▶ _Text passage_:
========

'Big Love' just a big family
The women who play the wives on the drama about polygamy say it's not about sex.
By ASSOCIATED PRESS
Published May 7, 2006
NEW YORK - There was something about playing the three wives on Big Love, HBO's polygamy drama, that made three actors answer "I do," "I do," "I do."
"I was really shocked at myself for signing on without knowing where it was going to go, or much of anything else," says Chloe Sevigny, who co-stars with Jeanne Tripplehorn and Ginnifer Goodwin in this unconventionally devout series (following The Sopranos on Sunday nights at 10).
"But after reading the pilot, I was so moved by it," she said during a recent interview with her two fellow actors/wives. "And I was fascinated by my character" - Nicki, the sulky middle wife of Salt Lake City merchant and father of seven Bill Henrickson, played by Bill Paxton.
"I got the call about the show when I was in my car," says Sevigny. "I went and picked up the script at the agency and read it in the parking lot. I had the meeting the same day, and we pretty much signed the deal."
"I had months of auditioning," recalls Goodwin, who was vying for the role of the excitable, childish third wife, Margene. "They gave me a love scene to do as my screen test. I went into a conference room with, like, 25 execs and a camcorder, and Bill and I were seated in two armchairs.
"I thought, 'How on Earth am I going to do a love scene? I'm going to have to sit with him!' So I crawled over, and I kind of feel like we made out. Then, afterward, I had to leave the room to gather myself. Out in the hall, I thought, 'What was I doing?!'
"I was pulling out of the driveway on the phone with my agent, saying, 'I blew it. I made out with a stranger, and I think I must have upset him.' "
Then another call came in: "Welcome to Big Love!"
"I'd really been wanting to do a television series," says Tripplehorn. "But I don't like legal dramas. I don't like medical dramas. I was looking for a comedy."
Before accepting the part of Barb - Henrickson's wife of 17 years and the matriarchal focus for the whole family - she initially wavered.
"I went through all sorts of emotions: 'I don't think I'm right.' 'Everyone is really nice.' " But she trusted the script. "The family situation was handled with such dignity and intelligence and class."
"Polygamy is just the backdrop," says Goodwin, noting the Henricksons' overwhelmingly righteous lifestyle in their three adjoining suburban tract homes. The fact is, Big Love seldom turns out to be what you expect.

========

▶ _Information supplied_:
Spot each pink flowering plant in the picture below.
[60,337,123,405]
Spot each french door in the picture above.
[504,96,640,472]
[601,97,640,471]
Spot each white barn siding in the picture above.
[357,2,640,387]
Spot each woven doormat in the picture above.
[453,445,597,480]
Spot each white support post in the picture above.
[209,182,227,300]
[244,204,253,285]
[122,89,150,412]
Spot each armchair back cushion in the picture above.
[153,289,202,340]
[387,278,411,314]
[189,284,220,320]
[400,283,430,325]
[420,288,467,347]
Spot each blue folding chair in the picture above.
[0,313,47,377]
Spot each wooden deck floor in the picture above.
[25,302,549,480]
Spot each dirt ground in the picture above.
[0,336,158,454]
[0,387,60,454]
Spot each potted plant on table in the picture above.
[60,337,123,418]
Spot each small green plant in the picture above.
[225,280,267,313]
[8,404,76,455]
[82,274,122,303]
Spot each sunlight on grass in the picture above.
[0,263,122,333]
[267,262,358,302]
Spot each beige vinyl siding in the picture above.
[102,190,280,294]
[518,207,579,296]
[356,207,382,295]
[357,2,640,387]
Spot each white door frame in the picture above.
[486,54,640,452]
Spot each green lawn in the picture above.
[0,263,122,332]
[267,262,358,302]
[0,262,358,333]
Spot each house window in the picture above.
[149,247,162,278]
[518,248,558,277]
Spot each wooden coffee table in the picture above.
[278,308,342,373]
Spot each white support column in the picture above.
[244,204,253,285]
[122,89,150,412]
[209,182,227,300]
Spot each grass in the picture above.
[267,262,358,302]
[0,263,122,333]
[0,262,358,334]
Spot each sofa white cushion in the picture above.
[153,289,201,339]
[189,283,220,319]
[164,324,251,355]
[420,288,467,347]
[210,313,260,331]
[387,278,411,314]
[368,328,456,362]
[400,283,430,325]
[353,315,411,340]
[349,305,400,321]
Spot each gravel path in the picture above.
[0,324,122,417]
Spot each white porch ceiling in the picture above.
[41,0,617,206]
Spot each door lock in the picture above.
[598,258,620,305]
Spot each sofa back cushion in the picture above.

========

▶ _Problem details_: Can you copy word for word the stretch of the Big Love article from "Then another call" through "she initially wavered."?

▶ _Output of the task_:
Then another call came in: "Welcome to Big Love!"
"I'd really been wanting to do a television series," says Tripplehorn. "But I don't like legal dramas. I don't like medical dramas. I was looking for a comedy."
Before accepting the part of Barb - Henrickson's wife of 17 years and the matriarchal focus for the whole family - she initially wavered.